__Exercise details__
Write out verbatim the lines starting at the first line and ending at the line that contains "88 271 L 90", including both of these lines.

Labeled shape records
↓

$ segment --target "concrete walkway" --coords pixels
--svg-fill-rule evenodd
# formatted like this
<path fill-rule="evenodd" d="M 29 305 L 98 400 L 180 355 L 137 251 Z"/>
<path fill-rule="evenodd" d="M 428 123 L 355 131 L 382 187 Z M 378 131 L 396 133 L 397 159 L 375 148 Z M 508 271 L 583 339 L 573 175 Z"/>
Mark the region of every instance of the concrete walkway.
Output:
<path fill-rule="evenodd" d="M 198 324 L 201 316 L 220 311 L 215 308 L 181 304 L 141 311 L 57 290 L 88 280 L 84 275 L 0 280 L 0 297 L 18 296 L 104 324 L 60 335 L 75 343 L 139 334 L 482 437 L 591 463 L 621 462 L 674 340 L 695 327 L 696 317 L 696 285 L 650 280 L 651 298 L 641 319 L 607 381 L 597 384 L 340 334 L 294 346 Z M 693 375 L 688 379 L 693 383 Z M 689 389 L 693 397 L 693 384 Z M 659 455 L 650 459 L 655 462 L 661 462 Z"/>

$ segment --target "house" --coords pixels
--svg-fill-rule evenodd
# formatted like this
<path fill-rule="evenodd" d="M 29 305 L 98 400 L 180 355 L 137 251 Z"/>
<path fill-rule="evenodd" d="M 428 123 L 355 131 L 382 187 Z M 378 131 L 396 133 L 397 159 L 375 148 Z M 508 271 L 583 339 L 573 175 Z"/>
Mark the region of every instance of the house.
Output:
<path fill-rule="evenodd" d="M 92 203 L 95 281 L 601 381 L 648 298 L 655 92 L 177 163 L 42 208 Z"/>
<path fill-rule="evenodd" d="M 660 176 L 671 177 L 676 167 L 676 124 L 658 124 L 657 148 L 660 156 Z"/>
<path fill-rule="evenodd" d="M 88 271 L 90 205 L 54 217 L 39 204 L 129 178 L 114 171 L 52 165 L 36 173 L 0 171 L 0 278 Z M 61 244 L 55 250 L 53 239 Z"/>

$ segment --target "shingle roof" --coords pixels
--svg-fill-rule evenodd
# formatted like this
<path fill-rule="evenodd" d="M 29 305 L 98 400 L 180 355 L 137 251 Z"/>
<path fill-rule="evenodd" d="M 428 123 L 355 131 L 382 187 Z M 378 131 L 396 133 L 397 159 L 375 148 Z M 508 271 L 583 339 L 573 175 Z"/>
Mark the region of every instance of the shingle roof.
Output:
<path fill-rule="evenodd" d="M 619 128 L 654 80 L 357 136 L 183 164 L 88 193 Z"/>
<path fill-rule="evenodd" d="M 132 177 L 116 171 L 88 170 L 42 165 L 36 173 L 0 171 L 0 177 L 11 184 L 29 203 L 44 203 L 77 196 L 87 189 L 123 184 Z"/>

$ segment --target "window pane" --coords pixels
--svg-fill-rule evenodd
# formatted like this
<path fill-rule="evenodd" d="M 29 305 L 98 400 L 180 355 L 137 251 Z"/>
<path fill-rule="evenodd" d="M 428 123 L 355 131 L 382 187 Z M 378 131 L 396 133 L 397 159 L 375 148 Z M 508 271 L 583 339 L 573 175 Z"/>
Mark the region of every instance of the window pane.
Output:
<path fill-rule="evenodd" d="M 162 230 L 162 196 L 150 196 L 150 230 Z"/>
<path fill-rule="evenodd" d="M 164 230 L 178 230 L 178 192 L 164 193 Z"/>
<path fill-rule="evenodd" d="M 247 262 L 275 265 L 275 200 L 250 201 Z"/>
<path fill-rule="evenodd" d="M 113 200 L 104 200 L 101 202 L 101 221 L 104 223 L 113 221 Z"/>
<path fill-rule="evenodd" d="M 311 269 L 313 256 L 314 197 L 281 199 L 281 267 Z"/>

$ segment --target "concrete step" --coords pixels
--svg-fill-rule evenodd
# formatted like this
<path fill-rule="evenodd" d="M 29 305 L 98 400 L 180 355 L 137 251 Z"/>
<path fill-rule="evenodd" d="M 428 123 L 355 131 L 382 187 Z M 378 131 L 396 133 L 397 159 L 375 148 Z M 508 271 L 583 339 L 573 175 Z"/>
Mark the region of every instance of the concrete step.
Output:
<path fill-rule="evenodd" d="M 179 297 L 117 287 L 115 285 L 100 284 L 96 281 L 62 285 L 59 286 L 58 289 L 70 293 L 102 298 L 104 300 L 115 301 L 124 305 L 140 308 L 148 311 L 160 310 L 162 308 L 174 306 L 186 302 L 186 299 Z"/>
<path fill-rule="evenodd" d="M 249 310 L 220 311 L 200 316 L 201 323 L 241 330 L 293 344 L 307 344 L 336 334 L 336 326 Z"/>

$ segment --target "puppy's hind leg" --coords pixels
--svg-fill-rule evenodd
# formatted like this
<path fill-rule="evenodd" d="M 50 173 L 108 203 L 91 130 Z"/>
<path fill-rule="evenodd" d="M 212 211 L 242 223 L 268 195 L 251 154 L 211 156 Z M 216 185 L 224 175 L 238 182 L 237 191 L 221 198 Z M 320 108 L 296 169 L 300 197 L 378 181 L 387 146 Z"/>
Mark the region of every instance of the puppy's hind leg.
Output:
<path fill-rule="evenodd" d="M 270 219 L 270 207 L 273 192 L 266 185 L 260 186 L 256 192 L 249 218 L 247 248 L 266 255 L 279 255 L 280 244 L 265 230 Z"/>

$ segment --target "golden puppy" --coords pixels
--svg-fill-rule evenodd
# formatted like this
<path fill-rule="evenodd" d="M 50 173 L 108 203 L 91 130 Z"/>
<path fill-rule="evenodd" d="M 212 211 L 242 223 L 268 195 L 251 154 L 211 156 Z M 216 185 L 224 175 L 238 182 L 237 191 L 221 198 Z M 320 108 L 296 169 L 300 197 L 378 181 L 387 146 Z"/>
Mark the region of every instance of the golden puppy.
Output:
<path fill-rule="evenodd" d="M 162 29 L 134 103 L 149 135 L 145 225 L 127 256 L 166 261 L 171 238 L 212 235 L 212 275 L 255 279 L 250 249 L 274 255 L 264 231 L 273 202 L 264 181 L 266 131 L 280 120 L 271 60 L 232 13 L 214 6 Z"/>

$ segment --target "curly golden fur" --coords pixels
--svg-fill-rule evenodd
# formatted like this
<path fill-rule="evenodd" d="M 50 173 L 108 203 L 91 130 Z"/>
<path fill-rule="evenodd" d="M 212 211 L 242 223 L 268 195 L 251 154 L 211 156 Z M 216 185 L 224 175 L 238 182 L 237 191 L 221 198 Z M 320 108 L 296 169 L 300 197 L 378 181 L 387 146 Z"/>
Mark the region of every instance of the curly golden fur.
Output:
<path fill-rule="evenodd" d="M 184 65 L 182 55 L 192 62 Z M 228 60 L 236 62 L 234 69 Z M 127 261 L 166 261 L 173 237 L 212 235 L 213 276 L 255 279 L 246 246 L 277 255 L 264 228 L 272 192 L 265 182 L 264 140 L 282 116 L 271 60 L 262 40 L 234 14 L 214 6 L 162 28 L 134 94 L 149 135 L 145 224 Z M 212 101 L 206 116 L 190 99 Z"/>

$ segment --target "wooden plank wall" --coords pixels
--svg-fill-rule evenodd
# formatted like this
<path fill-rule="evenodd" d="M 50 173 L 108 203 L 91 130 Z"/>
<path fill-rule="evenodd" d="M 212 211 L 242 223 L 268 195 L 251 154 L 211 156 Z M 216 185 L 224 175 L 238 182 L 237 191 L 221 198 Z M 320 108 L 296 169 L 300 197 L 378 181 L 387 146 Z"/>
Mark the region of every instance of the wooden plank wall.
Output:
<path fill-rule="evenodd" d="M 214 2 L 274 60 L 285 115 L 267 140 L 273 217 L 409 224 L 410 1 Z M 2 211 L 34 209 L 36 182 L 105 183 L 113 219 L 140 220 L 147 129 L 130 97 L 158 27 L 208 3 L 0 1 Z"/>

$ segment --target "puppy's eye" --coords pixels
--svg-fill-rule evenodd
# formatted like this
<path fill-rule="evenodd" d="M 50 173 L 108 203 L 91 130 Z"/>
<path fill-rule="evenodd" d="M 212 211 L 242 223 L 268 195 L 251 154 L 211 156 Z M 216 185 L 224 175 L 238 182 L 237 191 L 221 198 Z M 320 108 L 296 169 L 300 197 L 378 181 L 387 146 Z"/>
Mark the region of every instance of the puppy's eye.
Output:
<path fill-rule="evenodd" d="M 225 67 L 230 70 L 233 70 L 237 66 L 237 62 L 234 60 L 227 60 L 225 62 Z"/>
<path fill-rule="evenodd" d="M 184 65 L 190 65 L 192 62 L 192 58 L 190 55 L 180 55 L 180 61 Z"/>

↑

__Exercise output__
$ segment --target "concrete walkway" --coords pixels
--svg-fill-rule evenodd
# formatted like this
<path fill-rule="evenodd" d="M 29 305 L 98 400 L 180 355 L 137 251 Z"/>
<path fill-rule="evenodd" d="M 428 123 L 355 131 L 382 187 Z M 378 131 L 396 133 L 397 159 L 375 148 Z M 508 271 L 583 339 L 573 175 Z"/>
Mark the region of every instance of the concrete walkway.
Output:
<path fill-rule="evenodd" d="M 198 324 L 201 316 L 220 311 L 215 308 L 181 304 L 141 311 L 57 290 L 88 280 L 84 275 L 0 280 L 0 297 L 18 296 L 104 324 L 60 335 L 75 343 L 139 334 L 482 437 L 591 463 L 621 462 L 674 340 L 695 327 L 696 317 L 696 285 L 650 280 L 651 298 L 641 319 L 607 381 L 597 384 L 340 334 L 294 346 Z M 693 375 L 688 379 L 693 383 Z M 689 389 L 693 397 L 693 384 Z M 659 455 L 650 459 L 655 462 L 661 462 Z"/>

$ segment --target "house" --coords pixels
--svg-fill-rule evenodd
# formatted like this
<path fill-rule="evenodd" d="M 29 305 L 98 400 L 180 355 L 137 251 Z"/>
<path fill-rule="evenodd" d="M 428 123 L 355 131 L 382 187 Z M 378 131 L 396 133 L 397 159 L 375 148 Z M 508 271 L 583 339 L 573 175 Z"/>
Mark the region of every instance of the house.
Output:
<path fill-rule="evenodd" d="M 92 203 L 95 281 L 601 381 L 648 298 L 655 92 L 177 163 L 42 208 Z"/>
<path fill-rule="evenodd" d="M 660 176 L 671 177 L 676 167 L 676 124 L 658 124 L 657 148 L 660 156 Z"/>
<path fill-rule="evenodd" d="M 88 271 L 90 205 L 54 217 L 39 204 L 129 178 L 114 171 L 52 165 L 36 173 L 0 171 L 0 278 Z M 61 244 L 55 250 L 53 239 Z"/>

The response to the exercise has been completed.